*TASK PROMPT*:
Print every entry, word for word, and skip the images.
====
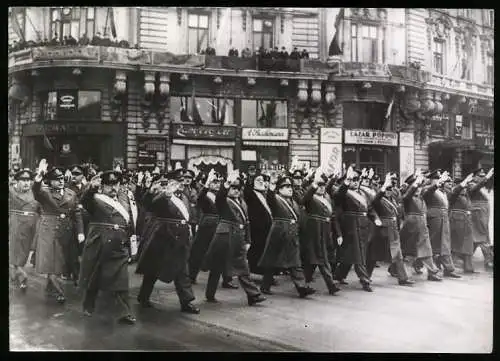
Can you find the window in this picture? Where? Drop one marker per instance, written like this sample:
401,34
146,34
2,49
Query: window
====
*YOUR SOLUTION*:
Can you find the window in this picture? Where? Drop one marker per instance, written like this sample:
401,34
146,34
2,49
Query: window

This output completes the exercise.